> Instruction
Can you give the entries below as a JSON list of strings, one string per line, starting at the line that has "point: translucent backboard" and stopping after the line that has "column 688, row 84"? Include both of those lines, drop blank lines, and leave the pictures out.

(Data records)
▬▬▬▬▬▬
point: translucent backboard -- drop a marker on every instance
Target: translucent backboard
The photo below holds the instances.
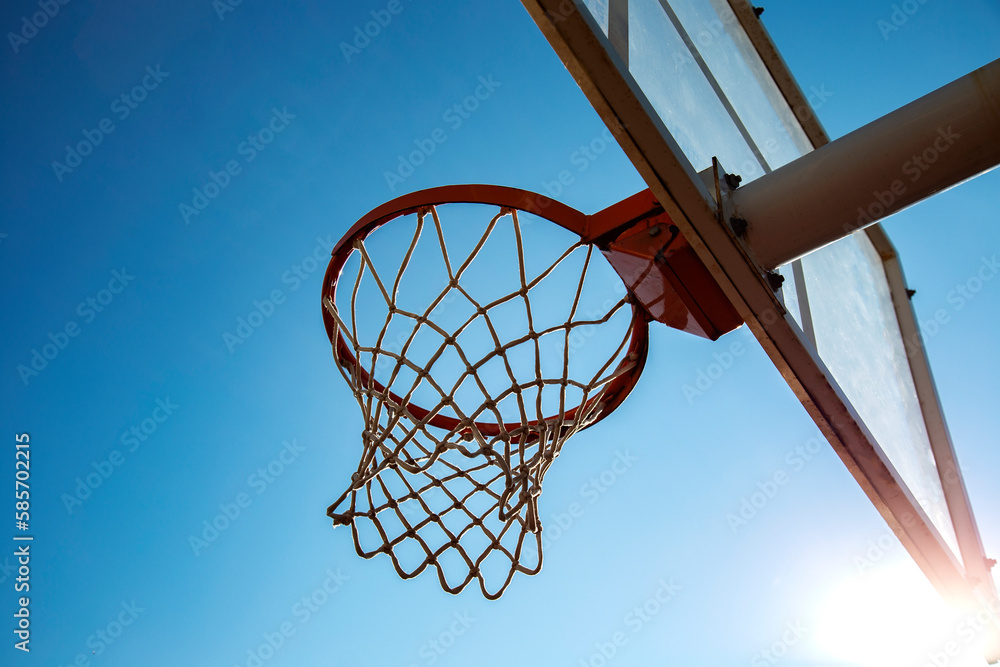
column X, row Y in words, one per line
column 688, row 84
▬▬▬▬▬▬
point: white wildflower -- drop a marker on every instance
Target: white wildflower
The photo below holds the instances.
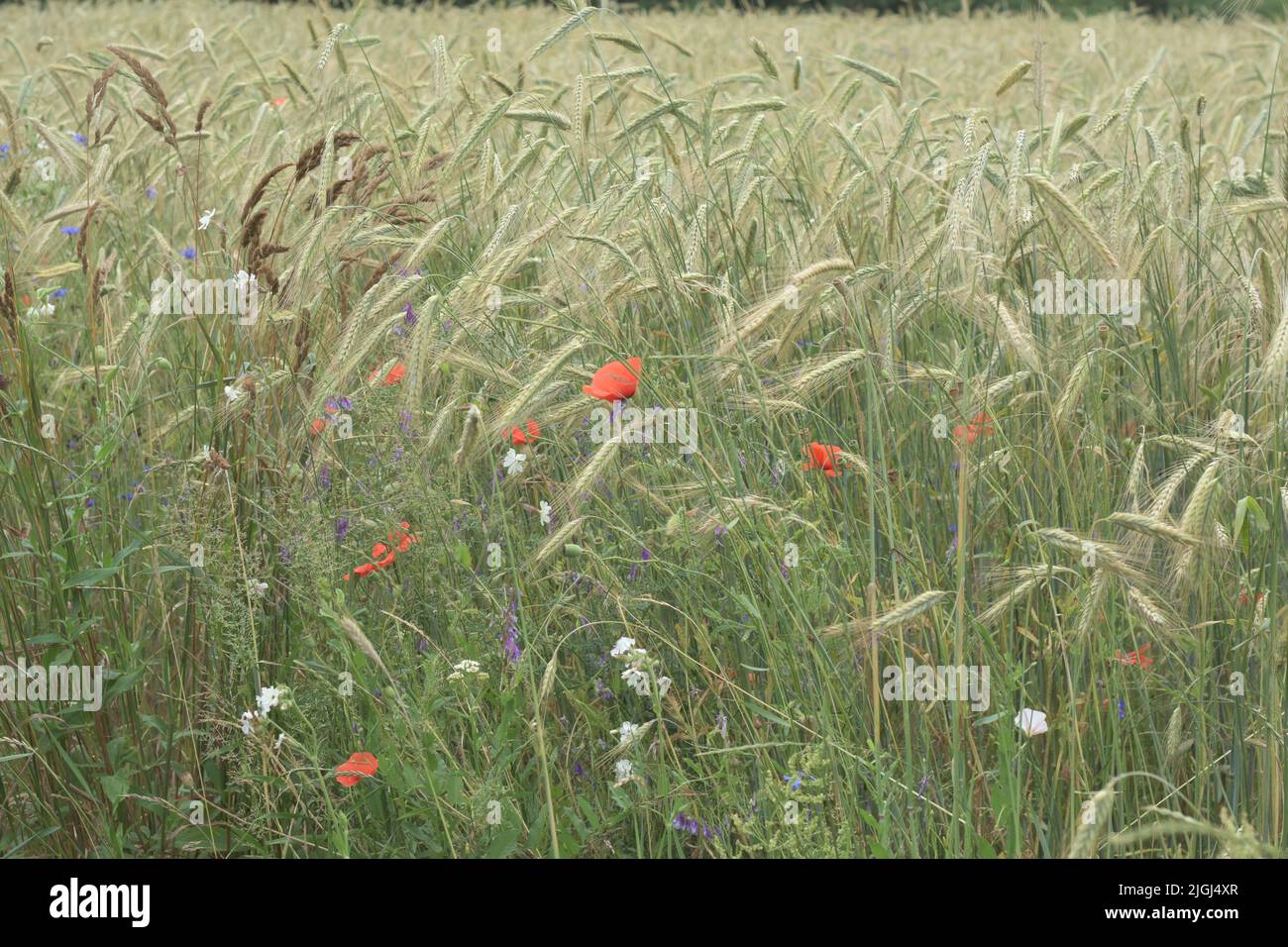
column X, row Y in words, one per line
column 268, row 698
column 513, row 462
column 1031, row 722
▬▬▬▬▬▬
> Answer to the exercise
[
  "point: translucent backboard -- drop a marker on every instance",
  "Target: translucent backboard",
  "The photo below holds the instances.",
  "column X, row Y in words, one per line",
  "column 688, row 84"
]